* About this exercise: Return every record below exactly.

* Data provided:
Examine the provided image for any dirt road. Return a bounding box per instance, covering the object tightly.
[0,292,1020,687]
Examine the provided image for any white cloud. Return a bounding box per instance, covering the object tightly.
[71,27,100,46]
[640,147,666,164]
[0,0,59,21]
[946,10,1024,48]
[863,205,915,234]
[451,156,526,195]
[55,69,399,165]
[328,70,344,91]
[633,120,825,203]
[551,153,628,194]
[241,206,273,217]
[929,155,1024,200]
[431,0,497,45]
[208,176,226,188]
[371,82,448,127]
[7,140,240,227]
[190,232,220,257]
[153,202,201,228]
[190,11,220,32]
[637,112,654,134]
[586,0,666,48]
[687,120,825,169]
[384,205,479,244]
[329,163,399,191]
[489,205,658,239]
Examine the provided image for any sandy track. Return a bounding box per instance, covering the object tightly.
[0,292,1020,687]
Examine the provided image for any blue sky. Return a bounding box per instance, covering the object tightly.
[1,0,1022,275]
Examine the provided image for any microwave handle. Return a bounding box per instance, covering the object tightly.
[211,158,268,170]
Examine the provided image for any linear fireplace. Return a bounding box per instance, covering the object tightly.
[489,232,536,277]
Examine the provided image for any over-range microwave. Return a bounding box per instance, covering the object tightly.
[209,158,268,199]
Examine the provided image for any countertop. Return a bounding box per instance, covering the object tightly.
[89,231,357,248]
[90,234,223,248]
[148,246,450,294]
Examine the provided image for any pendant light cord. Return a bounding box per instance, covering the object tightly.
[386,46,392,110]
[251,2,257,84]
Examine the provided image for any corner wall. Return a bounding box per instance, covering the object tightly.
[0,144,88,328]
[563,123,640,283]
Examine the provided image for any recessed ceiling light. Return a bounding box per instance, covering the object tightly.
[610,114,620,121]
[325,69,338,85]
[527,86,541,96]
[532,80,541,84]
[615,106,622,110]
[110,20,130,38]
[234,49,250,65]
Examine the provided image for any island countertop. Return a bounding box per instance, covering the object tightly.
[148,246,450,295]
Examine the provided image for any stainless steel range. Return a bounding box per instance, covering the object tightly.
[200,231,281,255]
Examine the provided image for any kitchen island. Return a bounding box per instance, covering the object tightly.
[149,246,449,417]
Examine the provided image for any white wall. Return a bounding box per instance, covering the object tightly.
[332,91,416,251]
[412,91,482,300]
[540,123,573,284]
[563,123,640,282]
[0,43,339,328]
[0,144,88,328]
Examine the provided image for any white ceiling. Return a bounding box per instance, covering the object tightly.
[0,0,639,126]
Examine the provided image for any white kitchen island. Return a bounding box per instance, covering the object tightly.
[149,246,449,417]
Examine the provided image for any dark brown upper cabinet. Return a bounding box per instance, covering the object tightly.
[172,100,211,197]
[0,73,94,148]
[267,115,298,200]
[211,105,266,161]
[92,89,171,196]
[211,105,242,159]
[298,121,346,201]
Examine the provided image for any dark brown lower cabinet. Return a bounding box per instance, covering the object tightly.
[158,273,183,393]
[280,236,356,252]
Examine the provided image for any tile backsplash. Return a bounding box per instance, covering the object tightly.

* Response to this task:
Examine the provided image for any dirt road. Return a bounding box per instance, covering the object tightly.
[0,292,1020,687]
Examine the provided image for any white cloud. Return a bounding box per instance, covering the object tightly.
[71,27,100,46]
[640,147,666,164]
[0,0,59,21]
[946,10,1024,48]
[863,205,915,234]
[451,156,526,195]
[55,69,399,165]
[328,70,344,91]
[633,120,825,203]
[551,153,628,194]
[241,206,273,217]
[929,155,1024,200]
[431,0,497,45]
[208,176,226,188]
[371,82,448,127]
[7,140,240,227]
[190,232,220,257]
[153,202,201,228]
[190,11,220,32]
[637,112,654,134]
[586,0,666,48]
[687,120,825,169]
[384,205,479,244]
[329,163,399,191]
[489,205,658,239]
Examine the provided image for any sandy track. Return a bounding box per instance, covering the object tightly.
[0,292,1020,687]
Examine the provided image for any blue sky. Return a bounding box per instance, covering the object tightly.
[1,0,1022,275]
Examine the provided image for any microwave handle. Return a bounding box per instance, covering the object tightly.
[211,158,268,170]
Examine the provided image for any linear fireplace. Return a bounding box per instance, covering the object tightly.
[489,232,536,277]
Examine the provided image for any over-range microwave. Return a bounding box per instance, covering the object tightly.
[209,158,268,199]
Examine the provided image for any countertop. Return a bounding box per instance, covering the object tightly.
[89,231,357,248]
[90,234,223,248]
[148,246,450,294]
Examine the provided image for any pendant light cord. Return a bounding box per instance, covering the object tightly.
[386,46,392,110]
[251,2,257,84]
Examine the provided image for any corner wall. Return a bounding box per instance, covering the object tightly.
[0,144,88,328]
[563,123,640,283]
Examine the provided image for any recessed ceiling light. Return a bounding box per instance, covering the object tightly.
[610,114,620,121]
[325,69,338,85]
[527,86,541,96]
[532,80,541,84]
[615,106,622,110]
[110,20,130,38]
[234,49,250,65]
Examine the provided image for any island countertop. Return a bounding box per instance, covering the object tightly.
[148,246,450,295]
Examine the provided image for any stainless steel range. Return a bounding box per instance, covering the object tightly.
[200,231,281,255]
Examine the provided image for any kitchen island. Return a bounding box per instance, covering the object tightly.
[149,246,449,417]
Examine the provided image for any white wall. Return a bounding box per instance, covering the object tightly.
[332,91,416,251]
[412,91,482,300]
[540,123,573,284]
[563,123,640,282]
[0,43,339,328]
[0,144,88,328]
Examine the provided image for any white ceiling. Return a bounding box per instance, covering the object tightly.
[0,0,639,126]
Examine the provided image for any white kitchen island. Return a bounding box per instance, covering the object tightly.
[149,246,449,417]
Examine the provided image for any dark brown upper cabinet. Return a bounding box per instance, covering the object tightly.
[172,100,211,197]
[0,73,94,148]
[267,115,298,200]
[211,105,266,161]
[92,89,171,196]
[211,105,242,159]
[298,121,346,201]
Examine the provided image for any dark brown lower cabinet. Return a bounding box per instance, covering the object tightly.
[158,273,183,393]
[280,236,356,252]
Examine the provided image for any tile backsplash. Return a bounding box per instance, covering the object tightly.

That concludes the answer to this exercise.